[Opening Text provided section]

Paz Marquès
The fragment of mural painting from Sant Pere del Burgal is currently in the process of being restored. We have been working on this piece for years, studying its place with respect to the apse, the nature of the pigments, the surface materials … always with the idea of being able to insert this large fragment in the permanent exhibition room, as we mentioned in the previous article.
State of preservation
Transfer: The transfer canvases set in place in 1964 with calcium caseinate as the adhesive were treated in 1998-1999 due to the bad condition of the canvases and the adhesive. The transfer canvases and the casein used were removed mechanically after protecting the polychromy with gauze and polyvinyl alcohol. Two new cotton cloths, prepared with new calcium caseinate, were subsequently incorporated.
Preparation layer: The original mortar is composed of lime and quite coarse-grained sand, and the preparation layer it conserves is very thin, as is normally the case in removals a strappo. Different types of holes are observed with stuccoes, of diverse composition, applied in the various episodes of restoration work since it was removed.

[Closing Text provided section]
[Opening Information section]

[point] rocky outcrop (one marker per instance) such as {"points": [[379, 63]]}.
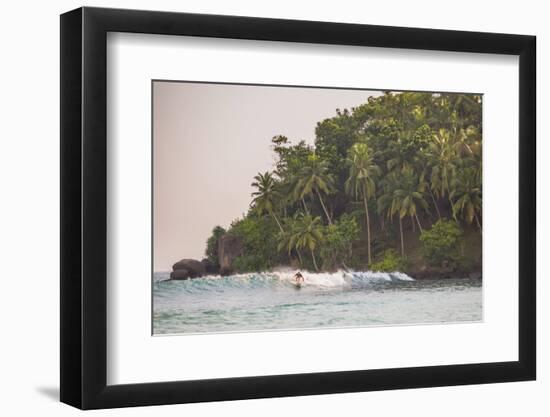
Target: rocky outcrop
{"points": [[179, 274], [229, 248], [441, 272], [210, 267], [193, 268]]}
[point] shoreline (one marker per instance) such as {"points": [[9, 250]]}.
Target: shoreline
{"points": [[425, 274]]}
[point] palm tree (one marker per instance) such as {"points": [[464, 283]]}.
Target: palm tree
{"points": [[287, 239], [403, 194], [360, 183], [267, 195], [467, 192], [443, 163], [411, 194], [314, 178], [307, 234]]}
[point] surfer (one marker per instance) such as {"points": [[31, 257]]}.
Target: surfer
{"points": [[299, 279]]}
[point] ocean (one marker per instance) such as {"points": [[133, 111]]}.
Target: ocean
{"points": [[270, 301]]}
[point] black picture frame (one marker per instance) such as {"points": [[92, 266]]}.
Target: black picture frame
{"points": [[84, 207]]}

[Closing Information section]
[Opening Information section]

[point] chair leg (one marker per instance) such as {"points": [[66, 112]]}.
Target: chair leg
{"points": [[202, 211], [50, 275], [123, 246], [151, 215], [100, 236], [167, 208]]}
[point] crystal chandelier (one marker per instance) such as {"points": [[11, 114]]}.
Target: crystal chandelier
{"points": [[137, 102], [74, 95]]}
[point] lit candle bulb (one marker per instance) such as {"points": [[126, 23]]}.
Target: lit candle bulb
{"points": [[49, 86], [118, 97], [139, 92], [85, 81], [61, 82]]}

[Closing Information section]

- _Work instruction 1_
Return the passage of the Sant Pere del Burgal restoration text between "State of preservation" and "it was removed.", inclusive, copied word for word.
- _Work instruction 2_
Take the account of the Sant Pere del Burgal mural restoration further, picking up after its final sentence.

- _Exercise response 1_
State of preservation
Transfer: The transfer canvases set in place in 1964 with calcium caseinate as the adhesive were treated in 1998-1999 due to the bad condition of the canvases and the adhesive. The transfer canvases and the casein used were removed mechanically after protecting the polychromy with gauze and polyvinyl alcohol. Two new cotton cloths, prepared with new calcium caseinate, were subsequently incorporated.
Preparation layer: The original mortar is composed of lime and quite coarse-grained sand, and the preparation layer it conserves is very thin, as is normally the case in removals a strappo. Different types of holes are observed with stuccoes, of diverse composition, applied in the various episodes of restoration work since it was removed.

- _Exercise response 2_
Picture layer: The paint layer is composed of the colours yellow (goethite), red (haematites) and black (carbon) applied to the fresco. White brushstrokes applied as the final decoration are also observed. Both the green and the grey are mixtures of the main colours: the green is a mixture of yellow and black and the grey of black and white. The paint layer, with important losses and areas in which the colour appears exfoliated, are the product of the removal, the materials deposited on the surface and the casein that appears on the surface covering the polychromy. These factors make it hard to interpret the work.
Surface materials: On the surface of the work we find traces of different materials; both from before the removal, as a result of the process of stripping it off the wall, and materials deposited in the various episodes of restoration work done. The most significant surface material is lime over the layer of paint applied before the removal. From the different restoration work done we observe materials to consolidate it such as wax (on the surface and in the interior included in the paint layer) or for protection, such as polyvinyl alcohol. Polyvinyl alcohol is found evenly distributed all over the surface with remains of cloth used as a protection layer in the restoration work done in 1998-1999.
Preliminary studies
In 1996 the museum’s chemist, Antoni Morer, took samples of the polychromy from the apse and published the results, based on the analyses done together with Manuel Font-Altaba, in the MNAC bulletin No. I. 1, 1993. They corroborated that the mural had been done as a fresco with pigments such as haematites (red), goethite (yellow), carbon black, and green, which was a mixture of aerinite and goethite. Aerinite is, generally speaking, the blue used in Catalan Romanesque painting, including Sant Pere del Burgal. The pigment was obtained from a mineral found in the Pyrenees and was therefore cheap.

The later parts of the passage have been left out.